What to do -
Nothing in the data may be altered; restate all of it exactly.

Data records -
--- --- ---

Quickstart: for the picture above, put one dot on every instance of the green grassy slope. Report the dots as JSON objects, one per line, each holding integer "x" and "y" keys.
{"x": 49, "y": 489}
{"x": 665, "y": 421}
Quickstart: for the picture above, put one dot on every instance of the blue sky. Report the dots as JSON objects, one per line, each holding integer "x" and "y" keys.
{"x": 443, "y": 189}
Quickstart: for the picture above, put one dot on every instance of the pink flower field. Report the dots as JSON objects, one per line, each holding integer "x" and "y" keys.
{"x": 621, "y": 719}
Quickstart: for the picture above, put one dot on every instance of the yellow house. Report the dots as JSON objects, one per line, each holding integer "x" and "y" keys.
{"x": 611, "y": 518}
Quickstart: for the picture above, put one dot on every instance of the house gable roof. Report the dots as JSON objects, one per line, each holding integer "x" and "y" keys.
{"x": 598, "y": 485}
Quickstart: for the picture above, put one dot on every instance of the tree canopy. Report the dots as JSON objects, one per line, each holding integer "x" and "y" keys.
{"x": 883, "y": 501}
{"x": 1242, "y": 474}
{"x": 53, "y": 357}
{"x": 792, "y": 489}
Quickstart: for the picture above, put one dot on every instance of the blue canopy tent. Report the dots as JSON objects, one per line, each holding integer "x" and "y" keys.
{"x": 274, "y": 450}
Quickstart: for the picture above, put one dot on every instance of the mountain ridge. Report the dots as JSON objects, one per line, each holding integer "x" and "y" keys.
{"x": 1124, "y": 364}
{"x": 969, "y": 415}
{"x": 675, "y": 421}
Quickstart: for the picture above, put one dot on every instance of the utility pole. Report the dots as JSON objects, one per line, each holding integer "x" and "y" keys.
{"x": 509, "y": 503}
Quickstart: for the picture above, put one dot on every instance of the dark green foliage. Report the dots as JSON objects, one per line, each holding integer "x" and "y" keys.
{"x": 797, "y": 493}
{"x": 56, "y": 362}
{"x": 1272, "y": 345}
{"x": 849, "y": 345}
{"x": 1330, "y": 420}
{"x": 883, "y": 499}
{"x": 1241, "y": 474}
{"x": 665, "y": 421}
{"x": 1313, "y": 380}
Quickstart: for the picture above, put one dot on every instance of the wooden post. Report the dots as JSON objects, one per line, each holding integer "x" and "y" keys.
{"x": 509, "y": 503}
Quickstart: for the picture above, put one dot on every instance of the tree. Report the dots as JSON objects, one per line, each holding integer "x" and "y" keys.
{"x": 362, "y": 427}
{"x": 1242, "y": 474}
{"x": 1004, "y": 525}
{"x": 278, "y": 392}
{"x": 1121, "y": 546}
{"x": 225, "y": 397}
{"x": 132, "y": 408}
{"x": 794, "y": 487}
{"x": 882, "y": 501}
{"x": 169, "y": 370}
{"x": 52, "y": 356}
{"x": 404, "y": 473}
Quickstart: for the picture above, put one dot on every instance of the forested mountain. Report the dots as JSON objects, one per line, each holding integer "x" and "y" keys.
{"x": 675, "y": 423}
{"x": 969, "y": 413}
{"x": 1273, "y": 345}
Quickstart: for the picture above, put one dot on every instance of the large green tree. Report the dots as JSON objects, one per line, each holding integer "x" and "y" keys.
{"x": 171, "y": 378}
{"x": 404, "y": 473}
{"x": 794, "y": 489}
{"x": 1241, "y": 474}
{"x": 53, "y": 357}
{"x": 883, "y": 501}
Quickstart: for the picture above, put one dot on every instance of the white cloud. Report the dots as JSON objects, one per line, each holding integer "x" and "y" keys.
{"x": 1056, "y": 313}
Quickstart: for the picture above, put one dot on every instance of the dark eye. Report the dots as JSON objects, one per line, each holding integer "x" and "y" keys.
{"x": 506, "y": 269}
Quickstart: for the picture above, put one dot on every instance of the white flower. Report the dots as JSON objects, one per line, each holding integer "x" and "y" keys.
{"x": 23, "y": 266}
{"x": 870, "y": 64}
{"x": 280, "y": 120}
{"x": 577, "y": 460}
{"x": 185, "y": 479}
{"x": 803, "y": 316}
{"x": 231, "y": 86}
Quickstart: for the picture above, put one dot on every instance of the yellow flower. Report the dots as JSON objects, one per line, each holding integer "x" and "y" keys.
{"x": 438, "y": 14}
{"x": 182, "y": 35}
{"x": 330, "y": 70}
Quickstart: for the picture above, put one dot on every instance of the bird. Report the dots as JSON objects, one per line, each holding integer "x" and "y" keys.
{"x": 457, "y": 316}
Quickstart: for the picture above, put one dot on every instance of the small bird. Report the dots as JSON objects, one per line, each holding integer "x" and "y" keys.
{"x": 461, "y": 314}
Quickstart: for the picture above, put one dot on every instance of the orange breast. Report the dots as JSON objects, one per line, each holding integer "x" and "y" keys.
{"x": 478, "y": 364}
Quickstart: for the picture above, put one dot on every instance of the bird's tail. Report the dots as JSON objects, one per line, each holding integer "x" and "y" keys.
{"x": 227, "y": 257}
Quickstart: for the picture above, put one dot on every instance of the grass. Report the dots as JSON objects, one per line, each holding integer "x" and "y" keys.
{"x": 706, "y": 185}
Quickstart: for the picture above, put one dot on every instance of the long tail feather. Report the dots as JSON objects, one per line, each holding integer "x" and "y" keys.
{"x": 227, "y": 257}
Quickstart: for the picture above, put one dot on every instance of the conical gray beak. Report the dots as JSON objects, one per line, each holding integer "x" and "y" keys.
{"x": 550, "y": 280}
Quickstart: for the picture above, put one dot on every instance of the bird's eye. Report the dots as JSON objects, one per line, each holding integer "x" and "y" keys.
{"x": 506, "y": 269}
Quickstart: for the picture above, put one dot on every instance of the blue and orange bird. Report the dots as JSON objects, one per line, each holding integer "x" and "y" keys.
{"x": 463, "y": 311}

--- --- ---

Written reply -
Quickstart: for the picture above, put one dot on every instance of the green grassy slope. Report the dots as JSON objects, one per line, each holding integer "x" and "y" keys.
{"x": 49, "y": 489}
{"x": 665, "y": 421}
Quickstart: for the picture above, put one dot on every instance of the blue sky. Report the dots as JSON objects, one per line, each holding integer "x" and "y" keys.
{"x": 443, "y": 189}
Quickstart: for the picture above, put one dot on every instance of the pink flower field. Report the dots as JSON objects, one per line, each holding integer "x" and "y" keys.
{"x": 621, "y": 719}
Quickstart: for the picture above, put one dot on every instance of the yellow house. Report the dots as JSON objects, one per line, each holding integer "x" and "y" keys.
{"x": 611, "y": 518}
Quickstart: for the picture above, put one dot on every instance of the house gable roof. Report the dots as JSON objects, one per line, each holding integer "x" and "y" keys.
{"x": 598, "y": 485}
Quickstart: for the picture above, put one dot on every instance of the tree canopy. Report the dots as JSON objects, one per line, each holding integer "x" and "y" keys.
{"x": 883, "y": 501}
{"x": 1242, "y": 474}
{"x": 53, "y": 357}
{"x": 792, "y": 489}
Quickstart: for the picture above, put one dot on every instance of the blue canopy tent. Report the dots as JSON objects, one per line, each holding integer "x" and "y" keys.
{"x": 274, "y": 450}
Quickstart: for the picture above, put one dot on every instance of the mountain ridge. Report the dots as JSON objects, one per line, each holding integer "x" and "y" keys.
{"x": 1124, "y": 364}
{"x": 969, "y": 415}
{"x": 675, "y": 421}
Quickstart: for the picture above, put one dot on every instance of the utility pole. Report the dots as JSON objects, one per line, each holding integer "x" and "y" keys.
{"x": 509, "y": 503}
Quickstart: for the picture above, put one dot on every instance of the dark green foliage. Report the dots as JSON objects, one per line, each holding integer "x" and "y" keys.
{"x": 797, "y": 493}
{"x": 56, "y": 362}
{"x": 1272, "y": 345}
{"x": 849, "y": 345}
{"x": 1330, "y": 420}
{"x": 883, "y": 499}
{"x": 1241, "y": 474}
{"x": 665, "y": 421}
{"x": 1313, "y": 380}
Quickstart: for the picture above, put one dot on every instance of the wooden post. Report the dots as JSON objects, one per line, each holding integer "x" and "y" keys.
{"x": 509, "y": 503}
Quickstart: for the picture above, put one dot on every instance of the tree. Report the dots as JSON objects, one per line, each holding integer "x" and "y" keys.
{"x": 362, "y": 427}
{"x": 1242, "y": 474}
{"x": 1004, "y": 525}
{"x": 278, "y": 392}
{"x": 1121, "y": 546}
{"x": 225, "y": 397}
{"x": 132, "y": 408}
{"x": 794, "y": 487}
{"x": 882, "y": 501}
{"x": 169, "y": 370}
{"x": 52, "y": 356}
{"x": 404, "y": 473}
Quickstart: for the picture above, put one dot on every instance of the forested mountain. Report the dots as JSON objects, one per line, each holding integer "x" and "y" keys.
{"x": 675, "y": 423}
{"x": 969, "y": 413}
{"x": 1273, "y": 345}
Quickstart: for the picture above, put one dot on every instance of the large green tree. Report the dots as JSON objects, one per line, each holding integer "x" and "y" keys.
{"x": 171, "y": 378}
{"x": 404, "y": 473}
{"x": 794, "y": 489}
{"x": 1241, "y": 474}
{"x": 53, "y": 357}
{"x": 883, "y": 501}
Quickstart: for the picture above, put one dot on every instance of the white cloud. Report the dots as JSON objects, one per line, each holding integer "x" and "y" keys.
{"x": 1056, "y": 313}
Quickstart: for the picture above, put one dot on every instance of the dark eye. Report the dots as JSON objects, one per line, each holding integer "x" and "y" keys.
{"x": 506, "y": 269}
Quickstart: for the picture above, put one dot on every instance of the white flower. Report the dots as JSON objects, one per line, each holding integer "x" and "y" keys.
{"x": 23, "y": 266}
{"x": 870, "y": 64}
{"x": 280, "y": 120}
{"x": 577, "y": 460}
{"x": 185, "y": 479}
{"x": 803, "y": 316}
{"x": 231, "y": 86}
Quickstart: for the picture above, put one dot on every instance of the yellow flower. Report the dots as JSON objects, one per line, each holding integer "x" and "y" keys.
{"x": 438, "y": 14}
{"x": 182, "y": 35}
{"x": 330, "y": 70}
Quickstart: for the picture above, put one dot on every instance of the bird. Report the dots as JSON objects, one per line, each holding integer "x" and "y" keys.
{"x": 457, "y": 316}
Quickstart: for the picture above, put one dot on every instance of the small bird. Report the dots as JSON objects, one per line, each holding integer "x" and "y" keys.
{"x": 461, "y": 314}
Quickstart: for the picture above, put one dot on every instance of the orange breast. Report the dots as JSON objects, one per line, each holding integer "x" and "y" keys.
{"x": 478, "y": 364}
Quickstart: for the picture above, put one dot on every instance of the bird's tail. Report the dots as JSON objects, one per line, each holding integer "x" and "y" keys.
{"x": 227, "y": 257}
Quickstart: for the picture above, put one dot on every instance of the grass. Report the dots as JSON objects, one per line, each holding integer "x" and "y" keys.
{"x": 706, "y": 185}
Quickstart: for the picture above, put one dot on every instance of the long tail feather. Report the dots as JSON objects, one per line, each holding integer "x" and "y" keys.
{"x": 227, "y": 257}
Quickstart: for the picture above, put one dot on every instance of the conical gray beak. Report the dots as JSON objects, one per line, each holding integer "x" and "y" keys.
{"x": 550, "y": 280}
Quickstart: for the picture above, put one dot on every instance of the bird's eye. Report the dots as JSON objects, one per line, each holding integer "x" and "y" keys.
{"x": 506, "y": 269}
Quickstart: for the picture above, put one dot on every instance of the blue and orange bird. Report the dots as JSON objects, one per line, each holding integer "x" and "y" keys.
{"x": 463, "y": 311}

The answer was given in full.